● **Exercise instructions**
Which lines of the material below contain the word "surface"? Pull out each such line, treating case as significant.
::: Given data
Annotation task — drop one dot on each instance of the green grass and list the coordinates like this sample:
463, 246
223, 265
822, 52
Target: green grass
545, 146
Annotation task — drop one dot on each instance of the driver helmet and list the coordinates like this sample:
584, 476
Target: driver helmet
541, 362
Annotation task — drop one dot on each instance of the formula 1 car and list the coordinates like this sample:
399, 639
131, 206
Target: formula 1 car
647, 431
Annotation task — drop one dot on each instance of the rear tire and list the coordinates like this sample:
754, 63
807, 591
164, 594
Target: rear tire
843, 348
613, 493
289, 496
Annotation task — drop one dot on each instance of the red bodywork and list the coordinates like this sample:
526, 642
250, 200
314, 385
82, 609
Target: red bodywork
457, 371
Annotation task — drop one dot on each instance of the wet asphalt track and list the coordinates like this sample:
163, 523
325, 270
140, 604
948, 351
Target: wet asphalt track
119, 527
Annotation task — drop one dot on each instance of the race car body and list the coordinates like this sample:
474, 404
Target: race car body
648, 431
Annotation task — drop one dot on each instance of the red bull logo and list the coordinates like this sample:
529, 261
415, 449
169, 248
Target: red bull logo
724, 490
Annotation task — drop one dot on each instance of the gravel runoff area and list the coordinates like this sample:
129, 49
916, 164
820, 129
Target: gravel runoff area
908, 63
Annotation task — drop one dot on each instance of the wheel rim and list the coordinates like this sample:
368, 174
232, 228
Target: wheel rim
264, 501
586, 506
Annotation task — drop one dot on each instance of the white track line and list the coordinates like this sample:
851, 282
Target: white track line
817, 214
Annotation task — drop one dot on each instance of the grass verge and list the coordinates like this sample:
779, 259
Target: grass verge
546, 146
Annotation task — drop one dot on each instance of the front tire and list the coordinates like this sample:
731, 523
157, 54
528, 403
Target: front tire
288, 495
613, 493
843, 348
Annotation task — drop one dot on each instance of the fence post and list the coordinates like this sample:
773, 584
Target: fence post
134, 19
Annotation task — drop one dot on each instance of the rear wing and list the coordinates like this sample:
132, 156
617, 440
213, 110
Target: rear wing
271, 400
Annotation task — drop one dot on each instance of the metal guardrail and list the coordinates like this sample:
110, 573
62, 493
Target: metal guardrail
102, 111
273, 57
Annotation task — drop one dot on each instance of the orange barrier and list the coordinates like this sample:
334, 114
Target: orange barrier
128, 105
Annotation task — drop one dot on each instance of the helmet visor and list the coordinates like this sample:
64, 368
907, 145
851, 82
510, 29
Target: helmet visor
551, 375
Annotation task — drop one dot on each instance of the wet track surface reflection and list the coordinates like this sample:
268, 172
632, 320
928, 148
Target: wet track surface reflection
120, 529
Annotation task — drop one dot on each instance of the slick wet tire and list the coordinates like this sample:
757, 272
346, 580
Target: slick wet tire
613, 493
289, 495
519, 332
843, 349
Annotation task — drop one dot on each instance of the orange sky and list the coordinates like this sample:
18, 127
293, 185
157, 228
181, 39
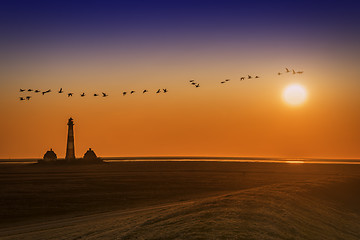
::::::
● **Response for this exercise**
Annotation task — drop one dot on each instance of the wet track surface reflection and list the coordinates like this sample:
Target: wet track surface reflection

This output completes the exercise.